• Document extract:
Reductions in Public Assistance Costs. We expected to find that home visitation reduces public assistance costs. In the Elmira study, nurse-visited at-risk women participated in the work force to a greater extent and had fewer subsequent pregnancies during the first four years after delivery than did their counterparts in the comparison group. This led to substantial reductions in public assistance costs for low-income families. The 15-year follow-up data show even stronger effects on completed family size and months on AFDC (Olds et al., 1997). In the Memphis study, we found reductions in subsequent pregnancy, longer intervals between the birth of the first and second child, and reductions in AFDC and food stamps use among nurse-visited women by the time the first-born children were four years old (Kitzman et al., 2000). These findings led us to hypothesize that public assistance costs (AFDC/TANF, food stamps, Medicaid, WIC, subsidized child care, housing subsidies, energy assistance) eventually would decrease among the nurse-visited women in Denver, and that these effects would increase over time.
Because the NFP produced effects on employment, we expected that subsidized childcare expenses might increase for the nurse-visited group, at least in the short run. Especially since welfare reform was enacted in 1996, an increasing public investment has been made in government subsidized childcare so women could enter the work force, so we expected that subsidized childcare expenses would be increased for the NFP in the Memphis and Denver sites. We therefore examined subsidized childcare as part of public assistance costs.

• Study questions:
1. Answer these from the passage on public assistance costs:
(a) Which study's 15-year follow-up showed stronger effects on completed family size and months on AFDC?
(b) In the Memphis study, how old were the first-born children when reductions in AFDC and food stamps use were found?
(c) In what year was welfare reform enacted?
2. Continue the passage on public assistance costs, starting with the sentence that follows its final one.

• Input data:
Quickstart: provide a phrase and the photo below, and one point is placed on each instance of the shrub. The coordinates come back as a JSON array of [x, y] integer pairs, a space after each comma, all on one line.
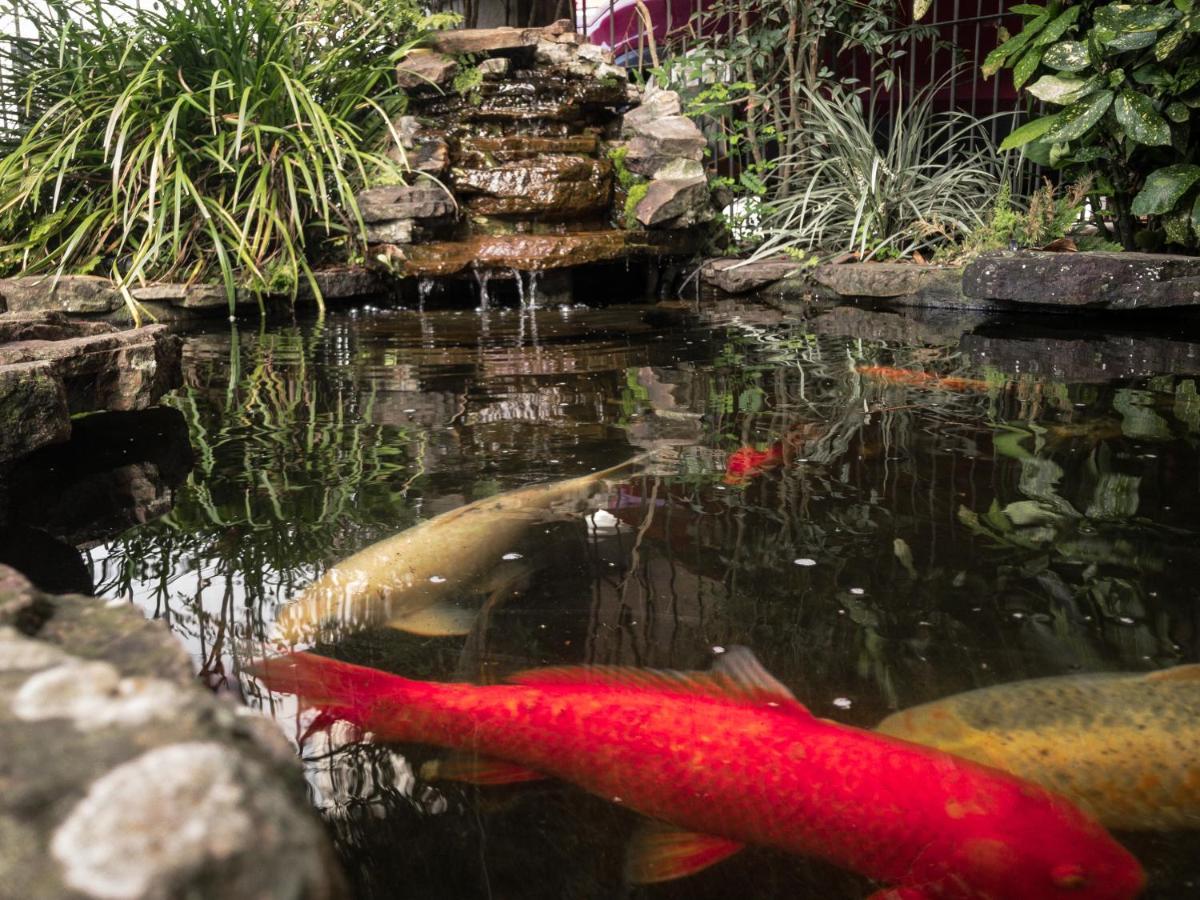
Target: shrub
[[204, 138], [1127, 82], [882, 191]]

• Answers for the tasks:
1.
(a) The Elmira study.
(b) Four years old.
(c) 1996.

2.
Another government investment aimed at helping women gain economic self-sufficiency is job training, which the nurses helped families access. Job training is thus another government benefit that was factored into our estimate of government costs, given the likelihood that nurse-visited women would make greater use of it in their efforts to become financially independent.
Increases in Family Income and Tax Revenues. We also expected the home-visitation programs to increase family income and tax revenues. In the Elmira study, nurse-visited at-risk women participated in the work force to a greater extent than did their counterparts in the comparison group (Olds et al., 1988). Corresponding effects have emerged in the Memphis and Denver trials through child age two (Olds, 2002). These findings led us to hypothesize that earnings would increase among nurse-visited low-income women in the Memphis and Denver trials. These increases in family income would lead not only reductions in public benefits, but increased tax revenues, including increases in income and social security taxes. While we considered analyzing the effect of the program on sales and consumption taxes, our preliminary estimates of the influence of the program on these forms of revenue revealed that these are likely to be so small as to be inconsequential in light of the larger set of government costs and revenues.